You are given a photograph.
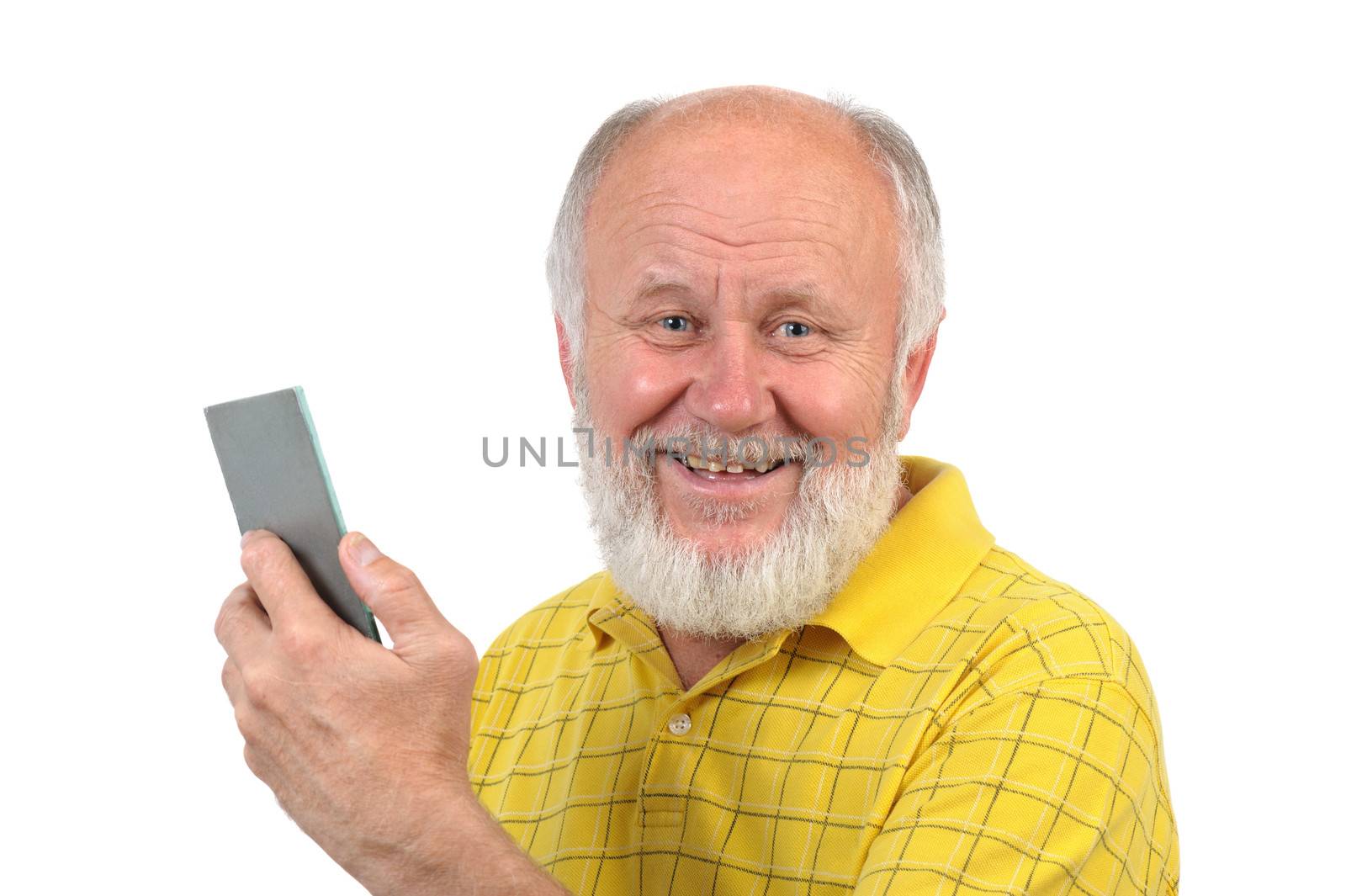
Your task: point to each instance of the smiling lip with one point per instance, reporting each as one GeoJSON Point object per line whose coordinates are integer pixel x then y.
{"type": "Point", "coordinates": [722, 483]}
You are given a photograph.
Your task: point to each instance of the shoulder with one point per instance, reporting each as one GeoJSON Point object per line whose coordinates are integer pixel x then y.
{"type": "Point", "coordinates": [559, 619]}
{"type": "Point", "coordinates": [1023, 627]}
{"type": "Point", "coordinates": [532, 646]}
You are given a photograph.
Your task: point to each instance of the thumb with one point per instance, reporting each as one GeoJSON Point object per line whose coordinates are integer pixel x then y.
{"type": "Point", "coordinates": [390, 590]}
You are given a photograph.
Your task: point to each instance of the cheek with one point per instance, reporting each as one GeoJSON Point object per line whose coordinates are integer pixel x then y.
{"type": "Point", "coordinates": [633, 385]}
{"type": "Point", "coordinates": [834, 401]}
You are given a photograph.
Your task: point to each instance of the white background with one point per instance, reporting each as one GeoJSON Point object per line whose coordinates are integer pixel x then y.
{"type": "Point", "coordinates": [1139, 373]}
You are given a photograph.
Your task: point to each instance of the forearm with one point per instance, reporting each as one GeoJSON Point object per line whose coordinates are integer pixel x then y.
{"type": "Point", "coordinates": [468, 852]}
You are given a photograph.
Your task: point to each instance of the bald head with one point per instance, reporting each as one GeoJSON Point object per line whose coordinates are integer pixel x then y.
{"type": "Point", "coordinates": [852, 154]}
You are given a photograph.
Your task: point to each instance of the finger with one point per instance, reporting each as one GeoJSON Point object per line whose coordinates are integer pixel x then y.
{"type": "Point", "coordinates": [392, 591]}
{"type": "Point", "coordinates": [282, 584]}
{"type": "Point", "coordinates": [241, 626]}
{"type": "Point", "coordinates": [233, 681]}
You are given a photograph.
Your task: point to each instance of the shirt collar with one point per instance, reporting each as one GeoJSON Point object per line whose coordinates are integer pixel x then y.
{"type": "Point", "coordinates": [929, 549]}
{"type": "Point", "coordinates": [915, 568]}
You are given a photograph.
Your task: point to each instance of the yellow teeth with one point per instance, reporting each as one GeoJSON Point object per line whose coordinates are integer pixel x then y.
{"type": "Point", "coordinates": [697, 462]}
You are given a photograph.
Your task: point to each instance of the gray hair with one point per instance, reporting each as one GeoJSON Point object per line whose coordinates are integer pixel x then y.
{"type": "Point", "coordinates": [919, 260]}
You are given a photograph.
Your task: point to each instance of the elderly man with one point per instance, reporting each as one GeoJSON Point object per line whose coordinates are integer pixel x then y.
{"type": "Point", "coordinates": [804, 669]}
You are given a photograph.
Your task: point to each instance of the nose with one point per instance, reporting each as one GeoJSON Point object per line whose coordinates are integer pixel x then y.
{"type": "Point", "coordinates": [730, 390]}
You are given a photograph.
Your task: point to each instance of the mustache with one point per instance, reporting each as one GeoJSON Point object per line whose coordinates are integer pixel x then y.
{"type": "Point", "coordinates": [711, 444]}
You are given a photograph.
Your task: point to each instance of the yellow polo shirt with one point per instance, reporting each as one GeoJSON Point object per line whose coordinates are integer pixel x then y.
{"type": "Point", "coordinates": [953, 723]}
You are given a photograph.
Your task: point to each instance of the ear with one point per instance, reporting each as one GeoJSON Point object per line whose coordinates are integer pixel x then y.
{"type": "Point", "coordinates": [563, 346]}
{"type": "Point", "coordinates": [913, 379]}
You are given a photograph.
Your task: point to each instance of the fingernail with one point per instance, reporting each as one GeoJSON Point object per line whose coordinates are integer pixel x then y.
{"type": "Point", "coordinates": [363, 550]}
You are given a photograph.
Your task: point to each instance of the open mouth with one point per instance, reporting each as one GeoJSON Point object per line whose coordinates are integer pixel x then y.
{"type": "Point", "coordinates": [717, 466]}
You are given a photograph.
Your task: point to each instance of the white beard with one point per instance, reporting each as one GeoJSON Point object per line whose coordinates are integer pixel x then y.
{"type": "Point", "coordinates": [834, 521]}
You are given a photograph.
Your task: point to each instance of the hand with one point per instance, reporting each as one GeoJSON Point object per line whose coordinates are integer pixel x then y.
{"type": "Point", "coordinates": [365, 747]}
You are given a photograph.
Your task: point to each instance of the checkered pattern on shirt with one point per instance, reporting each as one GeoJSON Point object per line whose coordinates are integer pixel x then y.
{"type": "Point", "coordinates": [1013, 747]}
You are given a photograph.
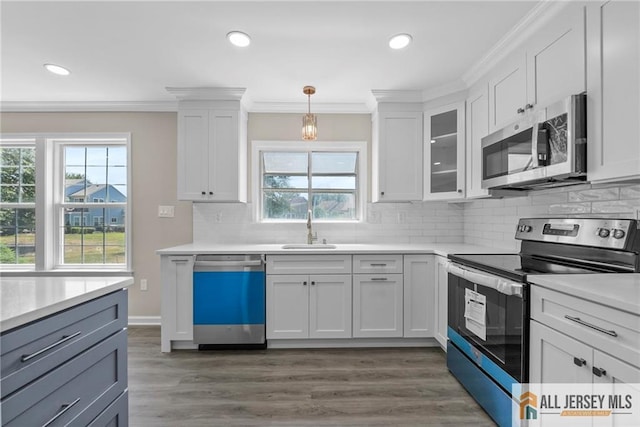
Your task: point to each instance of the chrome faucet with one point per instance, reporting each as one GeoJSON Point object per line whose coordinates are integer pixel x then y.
{"type": "Point", "coordinates": [311, 236]}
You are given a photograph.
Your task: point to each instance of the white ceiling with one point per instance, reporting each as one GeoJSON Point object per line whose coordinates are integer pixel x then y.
{"type": "Point", "coordinates": [123, 51]}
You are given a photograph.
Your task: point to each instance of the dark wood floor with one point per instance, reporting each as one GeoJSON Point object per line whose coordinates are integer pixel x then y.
{"type": "Point", "coordinates": [328, 387]}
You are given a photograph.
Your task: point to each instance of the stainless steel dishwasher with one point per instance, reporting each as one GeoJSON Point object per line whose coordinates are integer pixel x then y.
{"type": "Point", "coordinates": [229, 301]}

______

● **The task**
Which lines of the data above contain the word "white"? Pick out each of them and copy it in full, treating uppercase and lowercase as different.

● **Final answer**
Your task: point to each instance of the white background with one point per instance, reporting each as one GeoJSON Point object per line whose coordinates are integer pixel x then y.
Your task: point to each instance of the white beard with one point per instance, reporting each as one GeoJSON Point object per line whose coordinates are integer pixel x then y.
Your task: point to each instance of the white ceiling with one point per instance, reporting each as one GeoJSON Point object per line whose coordinates are integer pixel x then y.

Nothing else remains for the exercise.